Tasks for this exercise –
1. Retype the part of the court opinion starting at "[2.] THE TRIAL" and ending at "ANY PARTICULAR NEED.", keeping every word and mark the same.
2. In the court opinion, how much restitution was the appellee ordered to pay?
3. Carry on the court opinion from the point where it stops.

::: Passage to read

Opinion
No. 15AP-1017
06-30-2016
On brief: Ron O'Brien, Prosecuting Attorney, and Michael P. Walton, for appellant. Argued: Michael P. Walton.
(C.P.C. No. 15EP-455) (ACCELERATED CALENDAR) DECISION On brief: Ron O'Brien, Prosecuting Attorney, and Michael P. Walton, for appellant. Argued: Michael P. Walton. APPEAL from the Franklin County Court of Common Pleas KLATT, J.
{¶ 1} Appellant, State of Ohio, appeals from a judgment of the Franklin County Court of Common Pleas that granted the application of appellee, Melody D. Taylor, to seal the record of her misdemeanor conviction pursuant to R.C. 2953.32. Because appellee failed to comply with the statutory one-year waiting period following the date of final discharge of her sentence, the trial court erred when it granted her application. Therefore, we reverse.
Facts and Procedural History
{¶ 2} On July 8, 2014, appellee was convicted for attempted receiving stolen property, a first-degree misdemeanor in case No. 14CR-1084. In addition to restitution in the amount of $834.57, appellee was sentenced to two months in jail. The jail sentence was suspended "provided no new offenses for a period of One (1) year." The sentencing entry reflects that appellee paid restitution in full prior to sentencing.
{¶ 3} On June 24, 2015, appellee filed an application to seal the record of her conviction in case No. 14CR-1084 pursuant to R.C. 2953.32. The state filed an objection to appellee's application arguing that she was not yet eligible to apply for the sealing of her criminal record in this case. On October 30, 2015, the trial court held a brief hearing to address appellee's application and the state's objection. Neither appellee nor an attorney acting on her behalf attended the hearing and no evidence was presented. The trial court granted appellee's application.
{¶ 4} The state timely appealed and assigns the following errors for our review:
[1.] THE TRIAL COURT LACKED JURISDICTION TO GRANT THE APPLICATION TO SEAL THE RECORD OF CRIMINAL CONVICTION, AS DEFENDANT HAD NOT FULFILLED THE MANDATORY ONE-YEAR WAITING PERIOD.
[2.] THE TRIAL COURT ABUSED ITS DISCRETION IN GRANTING AN APPLICATION TO SEAL A FELONY CONVICTION WHERE THE DEFENDANT FAILED TO DEMONSTRATE ANY PARTICULAR NEED.

::::::
::: Material provided

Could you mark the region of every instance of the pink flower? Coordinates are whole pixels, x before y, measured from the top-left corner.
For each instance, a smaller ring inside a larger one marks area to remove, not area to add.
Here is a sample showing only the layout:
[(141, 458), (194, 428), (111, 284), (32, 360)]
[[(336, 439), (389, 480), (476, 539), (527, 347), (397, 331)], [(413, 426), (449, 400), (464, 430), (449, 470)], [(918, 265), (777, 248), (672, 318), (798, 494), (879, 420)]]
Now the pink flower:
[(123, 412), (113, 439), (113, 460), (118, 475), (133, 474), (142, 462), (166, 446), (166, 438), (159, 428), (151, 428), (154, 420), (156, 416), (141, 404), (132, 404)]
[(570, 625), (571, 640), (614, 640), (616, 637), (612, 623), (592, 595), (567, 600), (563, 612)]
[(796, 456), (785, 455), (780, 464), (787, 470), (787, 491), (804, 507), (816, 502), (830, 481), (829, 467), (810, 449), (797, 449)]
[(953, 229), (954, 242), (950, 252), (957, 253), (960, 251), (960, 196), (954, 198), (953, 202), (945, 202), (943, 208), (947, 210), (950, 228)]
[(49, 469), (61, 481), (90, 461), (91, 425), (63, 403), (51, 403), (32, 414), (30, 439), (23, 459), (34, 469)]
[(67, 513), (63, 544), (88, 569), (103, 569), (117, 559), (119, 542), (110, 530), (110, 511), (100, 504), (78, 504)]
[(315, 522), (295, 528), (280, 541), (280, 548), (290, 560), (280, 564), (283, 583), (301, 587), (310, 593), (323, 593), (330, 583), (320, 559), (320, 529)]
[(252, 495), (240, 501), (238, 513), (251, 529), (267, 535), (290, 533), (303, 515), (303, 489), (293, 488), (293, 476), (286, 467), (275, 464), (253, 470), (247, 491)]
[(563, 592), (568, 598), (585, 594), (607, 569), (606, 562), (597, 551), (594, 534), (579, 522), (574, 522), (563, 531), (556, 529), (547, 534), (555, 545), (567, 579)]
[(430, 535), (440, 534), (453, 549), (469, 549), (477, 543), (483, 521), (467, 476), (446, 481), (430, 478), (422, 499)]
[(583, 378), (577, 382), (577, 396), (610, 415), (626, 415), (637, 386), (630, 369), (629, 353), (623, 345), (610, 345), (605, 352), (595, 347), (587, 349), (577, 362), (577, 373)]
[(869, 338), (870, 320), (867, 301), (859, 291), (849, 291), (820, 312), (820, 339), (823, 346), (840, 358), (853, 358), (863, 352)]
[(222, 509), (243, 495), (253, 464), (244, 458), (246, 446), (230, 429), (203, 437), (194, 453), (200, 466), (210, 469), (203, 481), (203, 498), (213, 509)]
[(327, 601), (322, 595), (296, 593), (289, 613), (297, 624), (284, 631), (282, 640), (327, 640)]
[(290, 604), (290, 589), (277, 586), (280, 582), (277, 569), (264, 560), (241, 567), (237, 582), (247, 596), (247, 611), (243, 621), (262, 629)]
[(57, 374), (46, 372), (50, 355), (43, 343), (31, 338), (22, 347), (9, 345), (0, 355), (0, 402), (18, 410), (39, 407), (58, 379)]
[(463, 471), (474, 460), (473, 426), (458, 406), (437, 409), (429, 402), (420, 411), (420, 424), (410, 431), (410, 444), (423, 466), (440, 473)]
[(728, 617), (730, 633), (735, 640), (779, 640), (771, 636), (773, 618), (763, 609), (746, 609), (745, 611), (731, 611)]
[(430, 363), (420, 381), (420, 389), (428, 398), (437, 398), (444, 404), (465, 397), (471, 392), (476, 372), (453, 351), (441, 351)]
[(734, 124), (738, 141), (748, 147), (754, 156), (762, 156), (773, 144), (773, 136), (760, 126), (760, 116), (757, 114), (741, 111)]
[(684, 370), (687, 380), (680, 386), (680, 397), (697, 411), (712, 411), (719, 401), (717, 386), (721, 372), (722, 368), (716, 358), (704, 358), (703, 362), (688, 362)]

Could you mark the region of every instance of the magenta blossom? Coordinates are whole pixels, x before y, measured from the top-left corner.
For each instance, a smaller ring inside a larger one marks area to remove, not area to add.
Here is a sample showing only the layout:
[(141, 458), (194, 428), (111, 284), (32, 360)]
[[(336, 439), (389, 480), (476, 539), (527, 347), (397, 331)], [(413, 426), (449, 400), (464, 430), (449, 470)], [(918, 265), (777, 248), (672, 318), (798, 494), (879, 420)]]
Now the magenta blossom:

::::::

Outputs –
1.
[2.] THE TRIAL COURT ABUSED ITS DISCRETION IN GRANTING AN APPLICATION TO SEAL A FELONY CONVICTION WHERE THE DEFENDANT FAILED TO DEMONSTRATE ANY PARTICULAR NEED.

2. $834.57

3.
{¶ 5} In its first assignment of error, the state contends that the trial court erred in determining that appellee fulfilled the mandatory one-year waiting period after final discharge of her sentence for her misdemeanor criminal conviction. We agree.
{¶ 6} "The sealing of a criminal record is an act of grace created by the state, and so is a privilege, not a right." State v. Gainey, 10th Dist. No. 14AP-583, 2015-Ohio-3119, ¶ 9, citing State v. Black, 10th Dist. No. 14AP-338, 2014-Ohio-4827, ¶ 8; State v. Simon, 87 Ohio St.3d 531, 533 (2000), quoting State v. Hamilton, 75 Ohio St.3d 636, 639 (1996). A court may grant expungement only when all statutory requirements for eligibility are met. State v. Brewer, 10th Dist. No. 06AP-464, 2006-Ohio-6991, ¶ 5. An appellate court generally reviews a trial court's disposition of an application to seal a record of conviction under an abuse of discretion standard. Black at ¶ 6. An abuse of discretion connotes more than an error of law or judgment; it requires that the court's decision is "unreasonable, arbitrary or unconscionable." State v. Norfolk, 10th Dist. No. 04AP-614, 2005-Ohio-336, ¶ 4, quoting Blakemore v. Blakemore, 5 Ohio St.3d 217, 219 (1983). Whether an applicant is eligible for purposes of sealing a criminal record is an issue of law. Gainey at ¶ 7. We review questions of law de novo. Black at ¶ 6.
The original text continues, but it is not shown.